*** Opening of Listed records ***
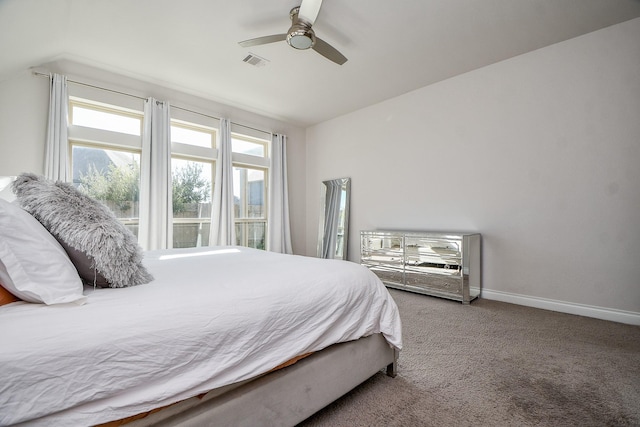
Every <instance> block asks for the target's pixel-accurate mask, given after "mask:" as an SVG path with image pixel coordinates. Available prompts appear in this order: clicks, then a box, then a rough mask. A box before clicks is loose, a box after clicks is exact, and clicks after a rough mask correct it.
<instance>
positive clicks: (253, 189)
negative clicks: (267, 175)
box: [233, 167, 265, 218]
mask: <svg viewBox="0 0 640 427" xmlns="http://www.w3.org/2000/svg"><path fill="white" fill-rule="evenodd" d="M264 177H265V172H264V170H261V169H251V168H242V167H234V168H233V195H234V209H235V217H236V218H264V217H265V203H264V192H265V191H264V190H265V182H264Z"/></svg>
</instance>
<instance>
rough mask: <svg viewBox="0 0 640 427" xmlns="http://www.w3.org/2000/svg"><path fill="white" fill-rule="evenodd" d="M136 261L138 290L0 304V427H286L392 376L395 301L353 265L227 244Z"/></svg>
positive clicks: (168, 253) (381, 288)
mask: <svg viewBox="0 0 640 427" xmlns="http://www.w3.org/2000/svg"><path fill="white" fill-rule="evenodd" d="M14 204H15V202H14V203H13V204H7V203H6V202H5V204H4V205H0V208H2V209H6V210H10V209H14V207H8V206H7V205H12V206H13V205H14ZM0 210H1V209H0ZM67 212H68V211H67ZM5 213H6V211H5ZM1 214H2V212H0V217H6V215H1ZM11 224H12V226H15V221H13V222H11ZM2 227H3V225H2V219H0V233H1V232H2ZM7 228H8V226H7V224H5V231H6V230H7ZM2 244H4V243H2ZM28 245H29V243H28V242H27V246H28ZM2 250H3V249H2V247H1V246H0V259H2V261H7V260H8V258H6V257H4V258H3V253H4V254H5V255H6V251H5V252H3V251H2ZM30 254H31V256H32V257H33V256H35V255H34V253H33V251H31V252H30ZM140 261H141V264H142V265H143V266H144V267H145V268H146V269H147V270H148V273H149V274H150V277H153V279H152V280H150V281H149V282H148V283H145V284H140V285H137V286H127V287H117V288H112V287H105V288H100V287H97V286H92V285H91V284H87V283H86V281H85V284H83V285H82V288H81V295H80V296H78V297H77V298H78V299H77V300H75V301H68V302H62V303H33V302H27V301H15V302H12V303H9V304H5V305H2V306H0V325H1V328H2V335H1V336H2V338H1V342H2V351H1V352H0V425H3V426H4V425H14V424H20V423H22V425H36V426H37V425H100V424H102V423H109V424H107V425H121V424H122V423H125V422H126V423H127V425H128V426H142V425H184V426H187V425H192V426H203V425H247V426H256V425H285V426H286V425H295V424H297V423H298V422H300V421H303V420H304V419H305V418H307V417H308V416H310V415H311V414H313V413H314V412H316V411H317V410H319V409H321V408H322V407H324V406H326V405H327V404H329V403H330V402H332V401H333V400H335V399H337V398H338V397H340V396H342V395H343V394H345V393H347V392H348V391H349V390H351V389H352V388H354V387H355V386H357V385H358V384H360V383H361V382H363V381H365V380H366V379H367V378H369V377H370V376H372V375H374V374H376V373H377V372H378V371H380V370H383V369H386V370H387V373H388V374H389V375H395V365H396V361H397V357H398V352H399V350H400V349H401V347H402V337H401V323H400V317H399V314H398V309H397V306H396V305H395V303H394V301H393V299H392V298H391V296H390V295H389V293H388V291H387V290H386V288H385V287H384V285H383V284H382V283H381V282H380V280H379V279H378V278H377V277H376V276H375V275H374V274H373V273H371V272H370V271H369V270H368V269H366V268H364V267H362V266H360V265H358V264H355V263H350V262H347V261H340V260H323V259H317V258H310V257H303V256H295V255H284V254H278V253H272V252H266V251H261V250H256V249H250V248H243V247H233V246H227V247H206V248H191V249H172V250H160V251H149V252H146V253H144V254H143V258H142V259H141V260H140ZM5 264H8V262H5ZM5 267H7V266H5ZM54 267H55V265H54ZM43 268H44V267H43ZM7 272H9V273H11V271H9V269H8V267H7V268H5V276H2V275H0V283H2V277H5V281H6V280H7V277H8V276H7V274H6V273H7ZM47 274H49V273H47ZM58 276H59V275H55V274H54V275H50V276H49V280H50V281H52V282H55V281H56V280H61V278H60V277H58ZM47 285H49V284H47ZM294 362H295V363H294ZM286 365H288V366H286ZM283 366H285V367H283ZM136 418H137V419H136Z"/></svg>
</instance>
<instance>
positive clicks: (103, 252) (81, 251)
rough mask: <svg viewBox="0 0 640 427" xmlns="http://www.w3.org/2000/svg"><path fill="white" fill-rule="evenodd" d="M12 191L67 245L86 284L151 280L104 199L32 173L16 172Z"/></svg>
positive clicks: (60, 182) (131, 242)
mask: <svg viewBox="0 0 640 427" xmlns="http://www.w3.org/2000/svg"><path fill="white" fill-rule="evenodd" d="M13 192H14V193H15V194H16V199H17V201H18V203H20V206H22V208H23V209H24V210H26V211H27V212H29V213H30V214H31V215H33V216H34V217H35V218H36V219H37V220H38V221H40V223H42V225H44V227H45V228H46V229H47V230H49V232H50V233H51V234H52V235H53V237H55V238H56V239H57V240H58V241H59V242H60V244H61V245H62V247H63V248H65V250H66V251H67V254H69V258H70V259H71V262H73V264H74V265H75V266H76V269H77V270H78V274H79V275H80V277H81V278H82V279H83V281H84V282H85V283H88V284H94V283H95V284H96V285H98V286H101V287H107V286H108V287H112V288H122V287H126V286H134V285H140V284H143V283H148V282H150V281H151V280H153V277H152V276H151V275H150V274H149V272H148V271H147V269H146V268H145V267H144V265H143V264H142V248H140V246H139V245H138V242H137V240H136V237H135V236H134V234H133V233H132V232H131V231H129V230H128V229H127V228H126V227H125V226H124V225H123V224H122V223H120V222H119V221H118V220H117V219H116V217H115V215H114V214H113V212H112V211H111V210H110V209H109V208H108V207H107V206H105V205H104V204H102V203H101V202H99V201H97V200H94V199H92V198H91V197H89V196H86V195H84V194H82V193H81V192H79V191H78V190H76V189H75V188H74V187H73V185H71V184H67V183H64V182H60V181H58V182H53V181H50V180H48V179H46V178H44V177H41V176H38V175H35V174H30V173H23V174H22V175H20V176H18V178H17V179H16V180H15V181H14V183H13Z"/></svg>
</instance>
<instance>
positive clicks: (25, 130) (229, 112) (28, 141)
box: [0, 60, 306, 253]
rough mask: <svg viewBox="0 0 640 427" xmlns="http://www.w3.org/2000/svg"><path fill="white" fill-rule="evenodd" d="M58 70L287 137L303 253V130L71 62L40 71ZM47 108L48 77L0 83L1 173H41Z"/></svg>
mask: <svg viewBox="0 0 640 427" xmlns="http://www.w3.org/2000/svg"><path fill="white" fill-rule="evenodd" d="M39 69H42V70H45V69H46V70H48V71H53V72H58V73H62V74H65V75H67V76H68V77H69V78H70V79H75V80H77V81H81V82H83V83H90V84H95V85H98V86H100V87H105V88H109V89H113V90H118V91H122V92H125V93H129V94H133V95H137V96H141V97H144V98H146V97H149V96H153V97H155V98H157V99H160V100H166V101H169V102H170V103H171V104H174V105H176V106H180V107H184V108H189V109H192V110H194V111H198V112H201V113H205V114H210V115H212V116H215V117H227V118H229V119H231V120H232V121H233V122H235V123H239V124H242V125H246V126H251V127H254V128H257V129H263V130H266V131H272V132H277V133H283V134H286V135H287V138H288V142H287V156H288V159H287V160H288V161H287V167H288V169H289V176H290V177H291V178H290V179H289V191H290V195H289V197H290V205H291V206H290V207H291V212H292V213H295V214H292V215H291V228H292V240H293V242H292V244H293V248H294V251H295V252H297V253H302V252H304V248H305V244H306V229H305V210H306V204H305V195H304V194H305V191H306V183H305V177H306V175H305V169H304V162H305V156H306V143H305V132H304V129H302V128H299V127H296V126H291V125H288V124H286V123H283V122H280V121H277V120H273V119H270V118H267V117H264V116H260V115H257V114H253V113H250V112H247V111H243V110H239V109H237V108H233V107H229V106H227V105H223V104H219V103H215V102H213V101H210V100H206V99H203V98H199V97H197V96H194V95H191V94H187V93H184V92H181V91H180V90H176V89H171V88H168V87H165V86H162V85H160V84H153V83H149V82H145V81H143V80H140V79H135V78H132V77H126V76H123V75H121V74H116V73H113V72H109V71H105V70H100V69H96V68H93V67H90V66H87V65H83V64H79V63H76V62H70V61H64V60H62V61H57V62H53V63H50V64H46V65H45V66H44V67H39ZM48 106H49V83H48V79H47V78H46V77H38V76H34V75H33V74H32V73H31V72H30V71H28V70H25V71H24V72H22V73H20V74H18V75H16V76H15V77H14V78H11V79H8V80H5V81H3V82H0V175H18V174H20V173H22V172H35V173H38V174H43V173H44V150H45V148H44V147H45V144H44V141H45V137H46V129H47V111H48Z"/></svg>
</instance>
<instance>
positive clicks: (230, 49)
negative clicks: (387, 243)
mask: <svg viewBox="0 0 640 427" xmlns="http://www.w3.org/2000/svg"><path fill="white" fill-rule="evenodd" d="M299 1H300V0H270V1H265V0H242V1H240V0H236V1H233V0H225V1H223V0H181V1H176V0H0V81H4V80H7V79H9V78H11V76H13V75H15V74H16V73H18V72H21V71H23V70H25V69H28V68H29V67H33V66H38V65H40V64H43V63H46V62H50V61H53V60H58V59H72V60H75V61H79V62H83V63H86V64H89V65H94V66H98V67H100V68H103V69H107V70H110V71H117V72H119V73H122V74H125V75H128V76H132V77H137V78H143V79H146V80H148V81H151V82H154V83H160V84H163V85H165V86H168V87H171V88H175V89H179V90H182V91H185V92H188V93H194V94H198V95H199V96H202V97H204V98H209V99H212V100H215V101H217V102H221V103H225V104H228V105H231V106H235V107H239V108H244V109H247V110H249V111H252V112H256V113H260V114H263V115H266V116H269V117H273V118H276V119H280V120H284V121H287V122H290V123H292V124H296V125H299V126H308V125H311V124H315V123H319V122H322V121H325V120H327V119H330V118H333V117H336V116H339V115H342V114H345V113H347V112H350V111H354V110H356V109H359V108H362V107H364V106H367V105H371V104H373V103H376V102H379V101H382V100H385V99H388V98H391V97H394V96H397V95H400V94H402V93H406V92H409V91H411V90H413V89H417V88H420V87H423V86H426V85H428V84H431V83H434V82H437V81H441V80H443V79H447V78H449V77H452V76H455V75H458V74H461V73H465V72H467V71H470V70H473V69H477V68H479V67H483V66H486V65H489V64H492V63H495V62H497V61H501V60H504V59H507V58H510V57H513V56H516V55H519V54H522V53H526V52H529V51H532V50H534V49H538V48H541V47H544V46H548V45H551V44H553V43H557V42H560V41H563V40H567V39H569V38H572V37H576V36H579V35H582V34H585V33H588V32H591V31H595V30H598V29H600V28H604V27H607V26H610V25H613V24H617V23H620V22H623V21H626V20H629V19H633V18H637V17H640V1H639V0H398V1H389V0H387V1H385V0H325V1H324V3H323V5H322V9H321V10H320V14H319V16H318V19H317V20H316V23H315V25H314V27H313V28H314V30H315V32H316V35H317V36H318V37H320V38H322V39H324V40H325V41H327V42H329V43H330V44H332V45H333V46H334V47H336V48H337V49H338V50H339V51H340V52H342V53H343V54H344V55H345V56H346V57H347V58H348V59H349V60H348V62H347V63H345V64H344V65H342V66H339V65H336V64H334V63H332V62H330V61H328V60H327V59H325V58H323V57H322V56H320V55H319V54H317V53H316V52H313V51H311V50H308V51H297V50H294V49H293V48H291V47H289V46H288V45H287V44H286V43H285V42H279V43H275V44H270V45H263V46H256V47H252V48H242V47H240V46H239V45H238V42H239V41H241V40H246V39H250V38H254V37H259V36H263V35H270V34H279V33H285V32H286V31H287V29H288V28H289V25H290V21H289V10H290V9H291V8H292V7H294V6H297V5H298V4H299ZM639 42H640V41H639ZM249 52H251V53H254V54H256V55H259V56H261V57H263V58H266V59H268V60H269V61H270V62H269V64H268V65H266V66H264V67H254V66H251V65H249V64H247V63H245V62H243V61H242V60H243V58H244V57H245V56H246V55H247V54H248V53H249Z"/></svg>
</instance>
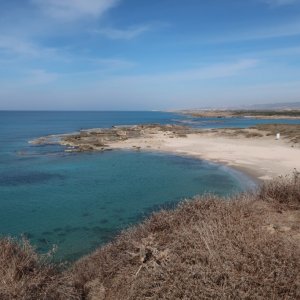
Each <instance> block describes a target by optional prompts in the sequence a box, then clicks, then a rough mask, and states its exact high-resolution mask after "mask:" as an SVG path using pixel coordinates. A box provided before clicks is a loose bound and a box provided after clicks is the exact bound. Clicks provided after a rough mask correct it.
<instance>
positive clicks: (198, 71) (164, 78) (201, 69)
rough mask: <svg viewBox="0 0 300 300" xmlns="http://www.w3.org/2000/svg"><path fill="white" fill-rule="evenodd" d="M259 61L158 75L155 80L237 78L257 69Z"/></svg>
mask: <svg viewBox="0 0 300 300" xmlns="http://www.w3.org/2000/svg"><path fill="white" fill-rule="evenodd" d="M257 64H258V60H256V59H242V60H239V61H236V62H232V63H222V64H213V65H210V66H207V67H203V68H197V69H192V70H184V71H181V72H174V73H166V74H156V75H154V76H153V79H155V80H160V81H191V80H209V79H217V78H224V77H230V76H235V75H237V74H239V73H240V72H241V71H243V70H247V69H251V68H254V67H256V66H257Z"/></svg>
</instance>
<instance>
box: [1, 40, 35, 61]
mask: <svg viewBox="0 0 300 300" xmlns="http://www.w3.org/2000/svg"><path fill="white" fill-rule="evenodd" d="M0 50H2V51H4V52H7V53H10V52H14V53H17V54H22V55H30V56H36V55H38V53H39V50H38V48H37V47H36V46H35V45H33V44H32V43H29V42H27V41H23V40H20V39H16V38H13V37H7V36H0Z"/></svg>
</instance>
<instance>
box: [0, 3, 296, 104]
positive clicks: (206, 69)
mask: <svg viewBox="0 0 300 300" xmlns="http://www.w3.org/2000/svg"><path fill="white" fill-rule="evenodd" d="M297 101H300V0H209V1H207V0H205V1H204V0H203V1H202V0H9V1H7V0H0V110H165V109H183V108H201V107H228V106H237V105H252V104H265V103H277V102H280V103H284V102H297Z"/></svg>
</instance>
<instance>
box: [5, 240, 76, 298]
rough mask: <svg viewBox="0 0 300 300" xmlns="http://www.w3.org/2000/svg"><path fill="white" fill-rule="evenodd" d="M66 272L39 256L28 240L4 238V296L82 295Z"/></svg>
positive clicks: (29, 296)
mask: <svg viewBox="0 0 300 300" xmlns="http://www.w3.org/2000/svg"><path fill="white" fill-rule="evenodd" d="M77 294H78V291H76V290H75V289H74V288H73V287H72V284H71V282H70V280H69V278H68V277H67V276H66V275H63V274H62V273H59V272H58V270H57V267H55V266H54V265H51V264H50V263H48V262H47V259H46V258H45V257H42V256H38V255H37V254H36V253H35V252H34V250H33V248H32V247H31V246H30V245H29V243H28V242H27V241H26V240H23V241H22V242H16V241H15V240H13V239H10V238H6V239H2V240H0V299H1V300H10V299H17V300H35V299H39V300H40V299H41V300H42V299H45V300H46V299H47V300H48V299H49V300H52V299H53V300H60V299H79V297H78V296H77Z"/></svg>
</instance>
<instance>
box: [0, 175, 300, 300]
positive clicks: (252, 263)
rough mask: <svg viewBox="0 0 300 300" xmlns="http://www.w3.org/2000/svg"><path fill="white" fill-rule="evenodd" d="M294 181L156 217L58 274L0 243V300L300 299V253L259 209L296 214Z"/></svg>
mask: <svg viewBox="0 0 300 300" xmlns="http://www.w3.org/2000/svg"><path fill="white" fill-rule="evenodd" d="M296 175H297V173H295V174H294V177H289V178H279V179H277V180H275V181H273V182H271V183H269V184H266V185H264V186H263V187H262V188H261V190H260V191H258V192H257V193H248V194H242V195H238V196H236V197H233V198H231V199H222V198H218V197H214V196H205V197H201V198H195V199H193V200H191V201H185V202H183V203H181V204H179V206H178V207H177V208H176V209H175V210H172V211H166V210H162V211H160V212H158V213H155V214H153V215H152V216H151V217H150V218H149V219H148V220H146V221H144V223H142V224H140V225H138V226H136V227H134V228H131V229H129V230H127V231H125V232H123V233H122V234H120V236H119V237H117V238H116V239H115V240H114V241H113V242H112V243H110V244H108V245H106V246H104V247H102V248H100V249H98V250H97V251H96V252H94V253H93V254H91V255H89V256H86V257H84V258H82V259H80V260H79V261H78V262H76V263H75V264H74V265H73V266H72V267H71V268H70V269H69V270H67V271H65V272H61V273H59V272H57V270H56V269H55V268H54V267H53V266H51V265H49V264H44V263H41V262H40V260H39V258H38V257H37V256H36V254H35V253H34V252H33V250H32V248H30V246H29V245H28V244H26V243H25V244H23V245H22V246H20V245H19V244H17V243H16V242H14V241H12V240H9V239H6V240H2V241H1V243H0V249H1V252H0V264H1V268H0V299H95V300H102V299H113V300H118V299H120V300H121V299H122V300H126V299H300V277H299V274H300V258H299V257H300V252H299V245H298V244H297V243H295V242H294V241H293V240H290V239H288V238H285V236H284V235H283V234H277V233H276V232H275V233H274V234H270V232H269V231H268V230H266V225H267V224H266V216H267V214H268V213H270V211H272V210H266V209H265V208H266V205H267V206H270V207H273V206H274V205H275V206H276V205H281V206H282V207H285V209H290V208H292V209H297V208H299V206H298V205H299V195H300V194H299V190H300V182H299V180H298V177H295V176H296ZM297 176H298V175H297ZM261 204H263V205H261Z"/></svg>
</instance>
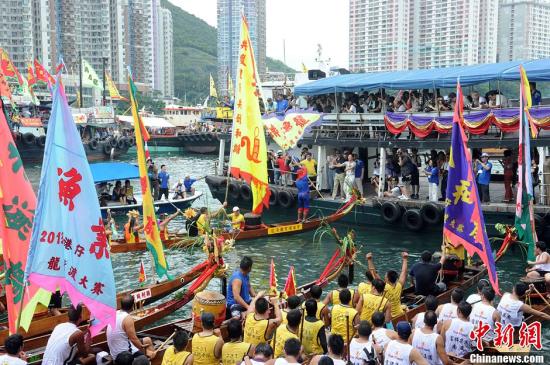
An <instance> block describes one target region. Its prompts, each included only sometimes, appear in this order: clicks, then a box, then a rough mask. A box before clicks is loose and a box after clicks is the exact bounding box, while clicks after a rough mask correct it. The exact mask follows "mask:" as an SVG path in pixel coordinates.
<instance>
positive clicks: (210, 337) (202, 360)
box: [191, 333, 220, 365]
mask: <svg viewBox="0 0 550 365" xmlns="http://www.w3.org/2000/svg"><path fill="white" fill-rule="evenodd" d="M216 342H218V337H216V336H214V335H210V336H205V337H203V336H200V335H199V334H198V333H196V334H195V335H194V336H193V346H192V350H191V352H192V353H193V365H219V363H220V360H218V359H216V356H214V347H216Z"/></svg>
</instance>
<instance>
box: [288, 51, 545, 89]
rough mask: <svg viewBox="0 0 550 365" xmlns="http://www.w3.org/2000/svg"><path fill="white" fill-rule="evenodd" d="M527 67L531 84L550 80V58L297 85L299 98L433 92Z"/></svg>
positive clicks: (503, 77)
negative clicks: (346, 92)
mask: <svg viewBox="0 0 550 365" xmlns="http://www.w3.org/2000/svg"><path fill="white" fill-rule="evenodd" d="M520 65H523V67H524V68H525V71H526V72H527V77H528V78H529V81H535V82H536V81H550V58H545V59H541V60H533V61H510V62H501V63H493V64H479V65H472V66H458V67H446V68H433V69H423V70H413V71H390V72H371V73H362V74H348V75H338V76H333V77H329V78H326V79H322V80H317V81H312V82H308V83H306V84H303V85H299V86H296V87H295V88H294V93H295V94H296V95H319V94H329V93H335V92H358V91H365V90H375V89H379V88H386V89H397V90H399V89H402V90H409V89H433V88H451V87H454V86H456V80H457V79H458V78H460V84H461V85H462V86H469V85H475V84H480V83H483V82H489V81H496V80H501V81H514V80H519V78H520V76H519V66H520Z"/></svg>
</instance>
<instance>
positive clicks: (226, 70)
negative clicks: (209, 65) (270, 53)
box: [218, 0, 266, 94]
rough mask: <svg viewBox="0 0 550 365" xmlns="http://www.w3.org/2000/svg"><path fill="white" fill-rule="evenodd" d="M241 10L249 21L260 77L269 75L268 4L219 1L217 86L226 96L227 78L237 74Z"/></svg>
mask: <svg viewBox="0 0 550 365" xmlns="http://www.w3.org/2000/svg"><path fill="white" fill-rule="evenodd" d="M241 10H244V15H245V16H246V19H247V21H248V27H249V30H250V40H251V41H252V47H253V48H254V57H255V59H256V65H257V68H258V72H259V73H260V74H263V73H265V71H266V30H265V29H266V28H265V26H266V25H265V0H218V85H219V88H220V92H221V94H225V93H226V92H227V75H228V72H229V73H230V75H231V77H232V79H233V80H235V74H236V72H237V64H238V55H239V37H240V29H241Z"/></svg>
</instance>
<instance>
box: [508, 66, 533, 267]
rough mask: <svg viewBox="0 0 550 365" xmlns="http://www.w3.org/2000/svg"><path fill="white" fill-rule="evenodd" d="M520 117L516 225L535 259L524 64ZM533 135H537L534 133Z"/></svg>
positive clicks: (530, 127) (527, 116)
mask: <svg viewBox="0 0 550 365" xmlns="http://www.w3.org/2000/svg"><path fill="white" fill-rule="evenodd" d="M520 74H521V81H520V99H519V100H520V101H519V109H520V114H519V115H520V117H519V125H520V128H519V152H518V193H517V197H516V219H515V222H514V225H515V227H516V230H517V233H518V238H519V239H520V240H522V241H523V242H525V243H527V245H528V249H527V260H528V261H534V260H535V243H536V242H537V232H536V230H535V218H534V212H533V200H534V194H533V177H532V175H531V137H530V136H529V131H530V130H531V132H533V126H530V122H529V108H530V107H531V90H530V88H529V80H528V79H527V74H526V73H525V69H524V68H523V66H520ZM533 136H536V134H534V135H533Z"/></svg>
*** Close of Listed records ***
» What you need to do: The answer must be every line from the records above that contains the word "target", copied in full.

» Problem solution:
Every <instance> block asks for the target's pixel-accurate mask, given after "mask:" as an SVG path with image pixel coordinates. Available prompts appear in this order: clicks, then a box, then a rough mask. A box before clicks is loose, a box after clicks is exact, and clicks after a rough mask correct it.
Each <instance> block describes a target by optional prompts in the sequence a box, then clicks, then a rough mask, and states its exact high-resolution mask after "mask:" as an SVG path using pixel coordinates. A box provided before clicks is a loose bound and a box provided after clicks is the exact bound. Clicks provided after a rough mask correct it.
An <instance> block describes one target region. Its prompts, each included only sometimes, appear in this order: clicks, then a box, then a rough mask. A box before clicks is loose and a box after clicks is the exact bounding box, while clicks after a rough mask correct it. The exact mask follows "mask:" as an SVG path in pixel coordinates.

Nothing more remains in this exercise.